**WHAT THIS EXERCISE ASKS:**
1. Rewrite the GrubHub passage below between "Thus, revenue growth" and "margins in Q4.", inclusive, changing "advertising spend" to "marketing spend".
2. Write what comes next in the GrubHub passage below, starting after its final sentence.

___ DOCUMENT EXTRACT

Those huge growth prospects have attracted multiple competitors into this space. While GrubHub has maintained a leadership position in this market despite rising competition, the company is rapidly ceding market share to faster growing yet smaller peers like UberEats, DoorDash, and Postmates.
Eventually, this trend of consistent market share erosion will be a problem for GrubHub. But not yet. The online food delivery market is growing so rapidly that even amid market share erosion, GrubHub is growing at an impressive and sustained rate. Last quarter, revenues rose over 50%, active diners rose by nearly 70%, daily average grubs rose by over 35%, and gross food sales rose by 40%. Those huge growth rates are inline with what GrubHub has reported over the past few quarters, so not only is growth big, it's resilient despite market share erosion.
Thus, revenue growth isn't the problem at GrubHub. The online food delivery market is growing so rapidly and has so much growth left that it can accommodate multiple hyper-growth players for a lot longer. Instead, the problem is margins. Management gave a huge down-guide for fourth quarter EBITDA margins due to increased investment to maximize growth. Specifically, the company is rapidly expanding delivery services to new markets (100 new markets in Q4, versus 100 through the first three quarters of 2018), and significantly upping advertising spend to grow brand awareness. The sum of these growth investments is expected to weigh significantly on margins in Q4.

______
___ RECORDED INFORMATION

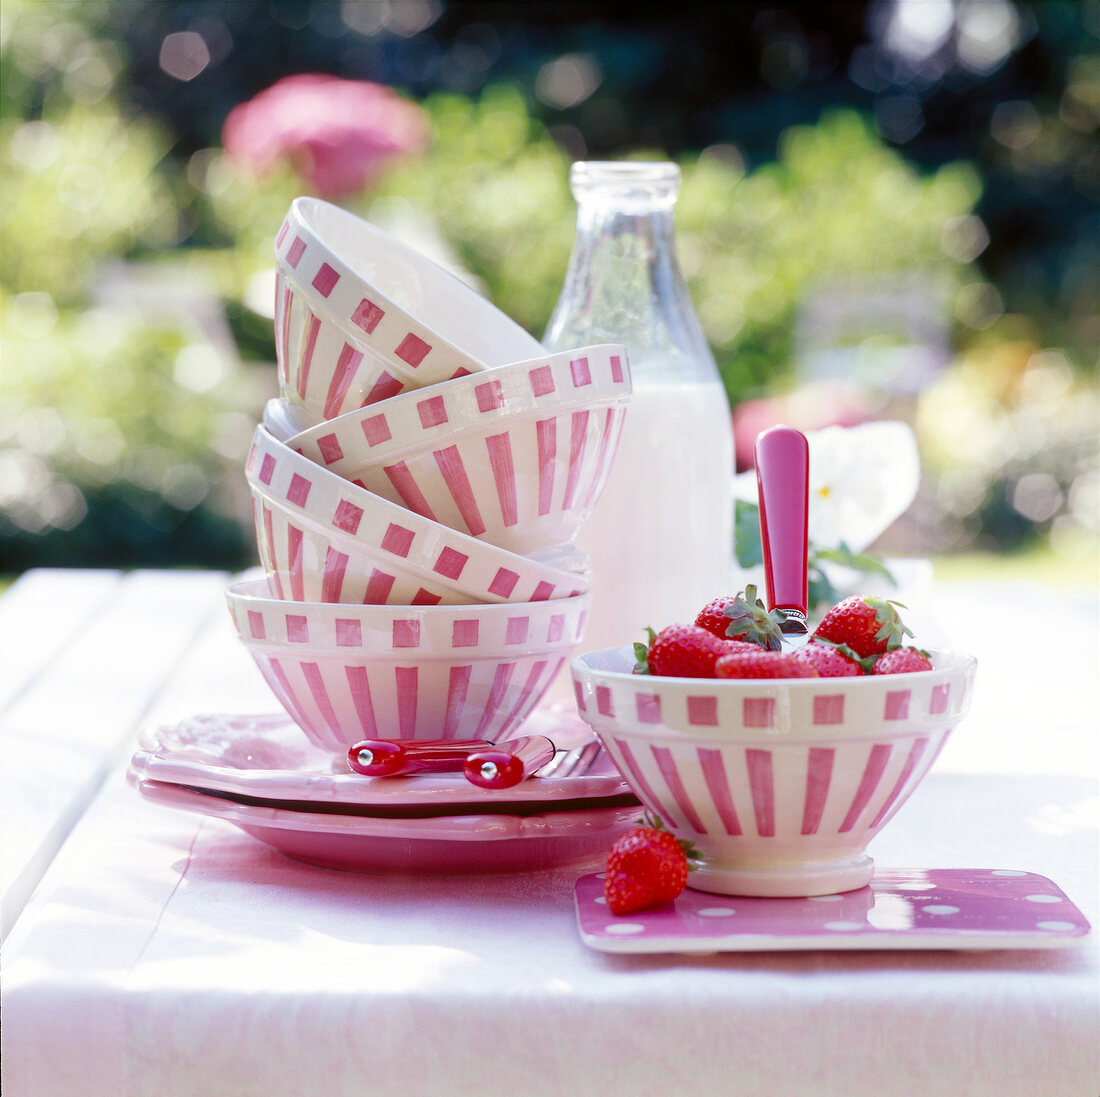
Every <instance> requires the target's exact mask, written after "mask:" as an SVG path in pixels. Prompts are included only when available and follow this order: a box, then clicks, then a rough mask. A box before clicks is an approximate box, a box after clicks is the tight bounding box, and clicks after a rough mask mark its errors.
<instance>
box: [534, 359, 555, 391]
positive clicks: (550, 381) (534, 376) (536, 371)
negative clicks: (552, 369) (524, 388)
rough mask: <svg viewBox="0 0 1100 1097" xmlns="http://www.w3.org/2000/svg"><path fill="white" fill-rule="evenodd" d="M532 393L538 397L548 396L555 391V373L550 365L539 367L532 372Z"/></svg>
mask: <svg viewBox="0 0 1100 1097" xmlns="http://www.w3.org/2000/svg"><path fill="white" fill-rule="evenodd" d="M529 376H530V379H531V392H532V393H533V394H535V395H536V396H546V394H547V393H552V392H553V391H554V384H553V371H552V370H551V369H550V366H549V365H539V366H536V368H535V369H533V370H531V372H530V374H529Z"/></svg>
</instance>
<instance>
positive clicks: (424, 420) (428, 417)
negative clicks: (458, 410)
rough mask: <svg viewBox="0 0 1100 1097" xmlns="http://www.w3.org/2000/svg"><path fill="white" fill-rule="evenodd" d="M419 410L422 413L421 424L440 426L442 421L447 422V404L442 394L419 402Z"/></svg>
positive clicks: (420, 412)
mask: <svg viewBox="0 0 1100 1097" xmlns="http://www.w3.org/2000/svg"><path fill="white" fill-rule="evenodd" d="M416 407H417V412H419V413H420V425H421V426H423V427H438V426H439V425H440V424H441V423H447V421H448V420H447V405H445V404H444V403H443V397H442V396H431V397H429V398H428V399H422V401H420V403H419V404H417V406H416Z"/></svg>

______

**ANSWERS TO THE EXERCISES:**
1.
Thus, revenue growth isn't the problem at GrubHub. The online food delivery market is growing so rapidly and has so much growth left that it can accommodate multiple hyper-growth players for a lot longer. Instead, the problem is margins. Management gave a huge down-guide for fourth quarter EBITDA margins due to increased investment to maximize growth. Specifically, the company is rapidly expanding delivery services to new markets (100 new markets in Q4, versus 100 through the first three quarters of 2018), and significantly upping marketing spend to grow brand awareness. The sum of these growth investments is expected to weigh significantly on margins in Q4.

2.
This down EBITDA guide is largely why GRUB stock fell 40%. A 40% knock-out from a down EBITDA guide for one quarter seems harsh. But investors are worried that the down guide is part of a bigger trend. Namely, management is upping growth-related spend at the same time that competition is aggressively stealing share. In other words, these moves seem defensive, and if they are, higher spend may be the new norm, and lower margins may be here to stay for longer. If so, GRUB stock will have a tough time rallying, even from this depressed base. After all, the forward earnings multiple is still at 50, vs. a market-average forward multiple of under 16. In order to justify that premium, you need not only robust revenue growth, but healthy margin expansion, too.
Investors are worried competition will dilute the margin expansion part of the GRUB narrative, and as such, have been selling GRUB stock in bulk. But, realistically speaking, we don't see competition killing GrubHub's margins as the most likely outcome. Margins are being dragged down by two things: Market expansion and increased marketing. Market expansion is a near-term phenomena, and once GrubHub has expanded everywhere, that spend will no longer be in the financials, regardless of competition. Meanwhile, increased marketing will likely persist as competition ramps, but it's very unlikely that marketing spend growth keeps up with revenue growth in the long term. Revenue growth was over 50% last quarter and should remain in excess of 20% considering the online food delivery market's sizable growth prospects.
Thus, we have a tough time seeing GrubHub's margins being permanently depressed. Instead, we think Q4 margin compression is just a near-term phenomena which will supercharge growth in a competitive environment, and that over time these expenses will phase out and margins will come roaring back.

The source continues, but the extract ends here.